• WHAT NEEDS TO BE DONE: Can you render the lines of the material as a JSON list of strings, one string per line with blank lines omitted, beginning with the line that contains "like [346, 9]." and continuing through the end of the material?
──────── RECORD LIST ────────
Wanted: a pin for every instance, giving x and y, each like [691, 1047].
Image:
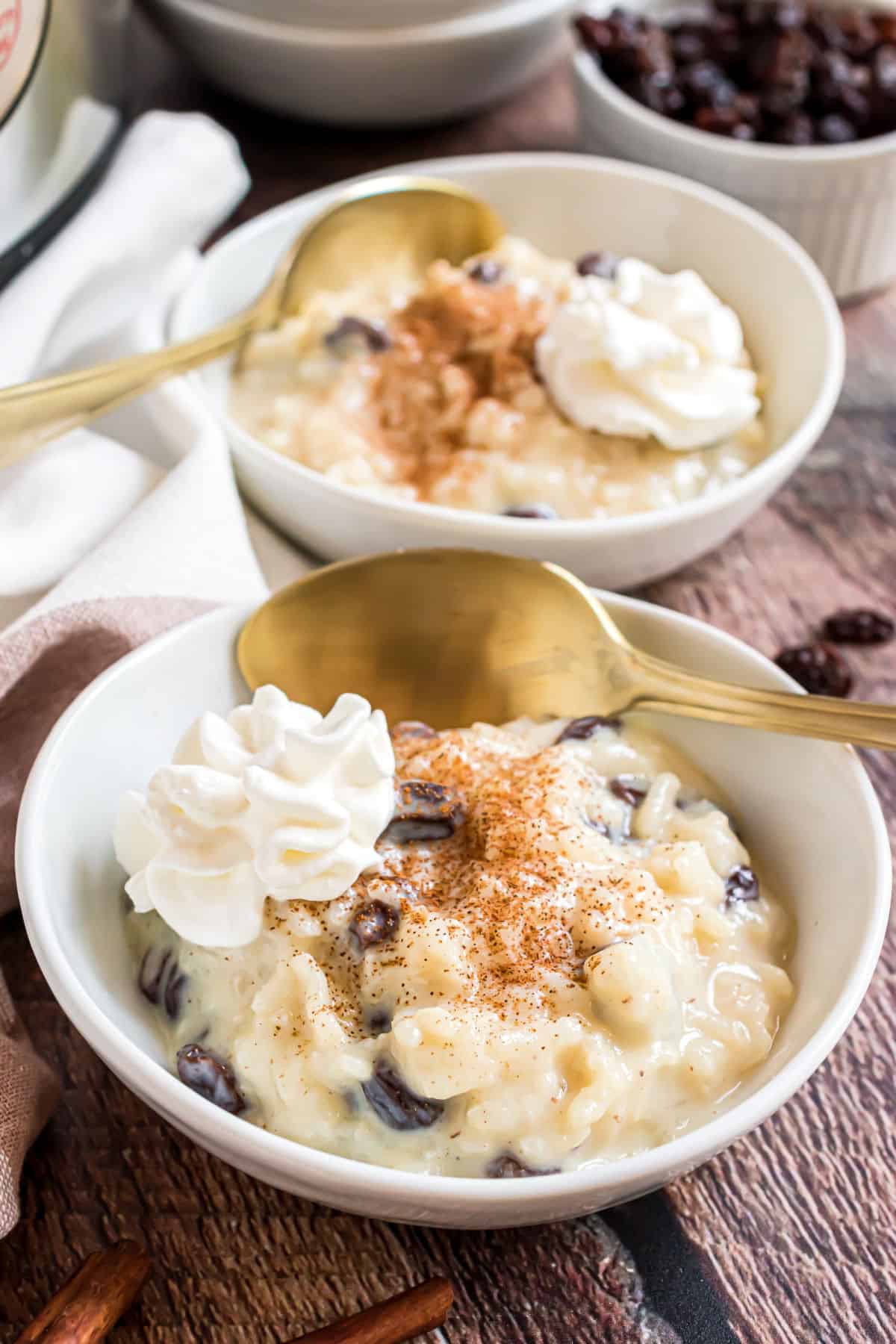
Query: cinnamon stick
[394, 1322]
[89, 1304]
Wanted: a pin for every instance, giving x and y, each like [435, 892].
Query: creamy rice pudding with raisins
[481, 952]
[517, 385]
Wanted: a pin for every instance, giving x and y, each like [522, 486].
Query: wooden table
[788, 1236]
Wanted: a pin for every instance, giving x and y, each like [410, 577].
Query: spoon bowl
[401, 223]
[454, 636]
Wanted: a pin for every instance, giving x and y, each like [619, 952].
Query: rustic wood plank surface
[788, 1236]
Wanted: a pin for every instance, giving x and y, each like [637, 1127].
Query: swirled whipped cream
[274, 800]
[649, 355]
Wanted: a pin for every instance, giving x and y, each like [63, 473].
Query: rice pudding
[481, 952]
[517, 385]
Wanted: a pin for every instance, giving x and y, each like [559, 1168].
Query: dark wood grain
[788, 1236]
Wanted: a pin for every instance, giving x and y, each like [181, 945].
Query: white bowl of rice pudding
[712, 359]
[585, 954]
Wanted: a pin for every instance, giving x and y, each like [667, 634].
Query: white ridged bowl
[837, 201]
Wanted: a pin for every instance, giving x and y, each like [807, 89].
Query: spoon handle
[34, 413]
[671, 690]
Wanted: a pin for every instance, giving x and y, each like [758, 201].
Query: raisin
[884, 72]
[413, 729]
[161, 980]
[791, 58]
[423, 811]
[628, 791]
[597, 34]
[742, 883]
[374, 922]
[721, 121]
[579, 730]
[818, 668]
[378, 1021]
[487, 272]
[356, 334]
[859, 626]
[539, 511]
[688, 46]
[207, 1074]
[509, 1169]
[399, 1108]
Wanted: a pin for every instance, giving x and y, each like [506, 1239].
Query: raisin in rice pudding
[517, 385]
[481, 952]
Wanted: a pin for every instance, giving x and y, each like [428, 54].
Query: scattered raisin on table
[818, 668]
[859, 626]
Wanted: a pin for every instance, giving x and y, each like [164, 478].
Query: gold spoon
[390, 225]
[453, 638]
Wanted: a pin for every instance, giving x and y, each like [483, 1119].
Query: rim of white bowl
[793, 449]
[719, 147]
[287, 1157]
[507, 13]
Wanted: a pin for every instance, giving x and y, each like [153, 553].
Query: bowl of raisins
[788, 105]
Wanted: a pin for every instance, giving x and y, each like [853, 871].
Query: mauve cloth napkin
[139, 539]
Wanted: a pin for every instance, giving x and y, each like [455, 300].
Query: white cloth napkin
[173, 179]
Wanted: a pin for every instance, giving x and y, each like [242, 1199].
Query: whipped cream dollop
[274, 800]
[648, 354]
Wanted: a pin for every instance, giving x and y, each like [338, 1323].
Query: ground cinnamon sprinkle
[503, 877]
[455, 346]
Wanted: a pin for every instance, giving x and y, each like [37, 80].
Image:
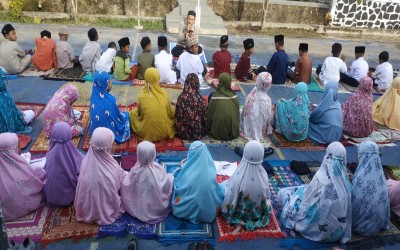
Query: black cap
[45, 33]
[144, 42]
[359, 49]
[162, 41]
[224, 41]
[303, 47]
[6, 29]
[123, 42]
[248, 43]
[279, 38]
[191, 13]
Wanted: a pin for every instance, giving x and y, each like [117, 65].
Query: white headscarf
[255, 119]
[321, 211]
[370, 196]
[247, 195]
[147, 190]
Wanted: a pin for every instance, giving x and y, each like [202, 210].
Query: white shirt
[331, 69]
[383, 75]
[189, 63]
[106, 60]
[65, 55]
[90, 55]
[163, 63]
[359, 69]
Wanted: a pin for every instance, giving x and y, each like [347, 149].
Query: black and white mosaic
[383, 14]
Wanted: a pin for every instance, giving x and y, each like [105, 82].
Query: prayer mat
[178, 85]
[376, 137]
[176, 231]
[37, 108]
[61, 225]
[73, 74]
[41, 144]
[395, 171]
[127, 224]
[229, 232]
[32, 71]
[279, 140]
[30, 225]
[391, 134]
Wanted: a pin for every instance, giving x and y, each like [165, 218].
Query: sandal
[132, 244]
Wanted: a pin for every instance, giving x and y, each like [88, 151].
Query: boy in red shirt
[243, 71]
[45, 52]
[222, 59]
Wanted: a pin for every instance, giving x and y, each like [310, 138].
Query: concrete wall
[384, 14]
[157, 8]
[279, 11]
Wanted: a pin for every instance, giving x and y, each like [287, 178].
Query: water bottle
[237, 57]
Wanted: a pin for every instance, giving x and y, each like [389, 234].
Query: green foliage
[15, 8]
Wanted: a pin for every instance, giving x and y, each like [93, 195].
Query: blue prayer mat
[127, 224]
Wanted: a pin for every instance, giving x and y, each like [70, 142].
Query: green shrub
[15, 8]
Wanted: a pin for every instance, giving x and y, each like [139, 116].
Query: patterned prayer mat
[73, 74]
[41, 144]
[238, 142]
[126, 224]
[376, 137]
[37, 108]
[279, 140]
[229, 232]
[391, 134]
[178, 85]
[30, 225]
[61, 225]
[32, 71]
[176, 231]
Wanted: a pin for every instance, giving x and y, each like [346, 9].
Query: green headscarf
[224, 86]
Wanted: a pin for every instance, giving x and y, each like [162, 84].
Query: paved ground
[22, 90]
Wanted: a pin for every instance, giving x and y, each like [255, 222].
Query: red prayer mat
[229, 232]
[41, 144]
[36, 107]
[137, 82]
[30, 225]
[61, 225]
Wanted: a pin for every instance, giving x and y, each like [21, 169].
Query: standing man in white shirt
[190, 62]
[383, 74]
[359, 68]
[333, 66]
[163, 62]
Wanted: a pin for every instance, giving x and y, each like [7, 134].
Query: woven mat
[61, 225]
[30, 225]
[126, 224]
[229, 232]
[73, 74]
[37, 108]
[238, 142]
[32, 71]
[131, 145]
[391, 134]
[178, 85]
[176, 231]
[41, 144]
[376, 136]
[279, 140]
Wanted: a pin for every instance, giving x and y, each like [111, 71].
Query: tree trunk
────────
• CORRECT RESPONSE:
[
  "Wanted: a pin for every instance, giving x and y, each like [346, 9].",
  "Query: green headscarf",
  "[224, 86]",
  "Wanted: a pin for every instance, giving x and y, each like [162, 84].",
  "Query: paved ground",
  "[22, 90]",
  "Wanted: a pin for every instance, giving x and y, each like [255, 222].",
  "Query: red prayer mat",
  "[229, 232]",
  "[41, 144]",
  "[36, 107]",
  "[137, 82]",
  "[30, 225]",
  "[61, 225]",
  "Wanted: a pin for every instance, giving x and y, each like [21, 169].",
  "Query: standing man in white shirt",
  "[190, 62]",
  "[383, 74]",
  "[359, 68]",
  "[333, 66]",
  "[163, 62]",
  "Wanted: a pin for every instance, giving x and y, each like [7, 134].",
  "Query: woven mat",
  "[61, 225]",
  "[30, 225]",
  "[126, 224]",
  "[229, 232]",
  "[73, 74]",
  "[37, 108]",
  "[238, 142]",
  "[32, 71]",
  "[131, 145]",
  "[391, 134]",
  "[178, 85]",
  "[176, 231]",
  "[41, 144]",
  "[376, 136]",
  "[279, 140]",
  "Wanted: a pin for every instance, giving x and y, each like [111, 71].",
  "Query: tree trunk"
]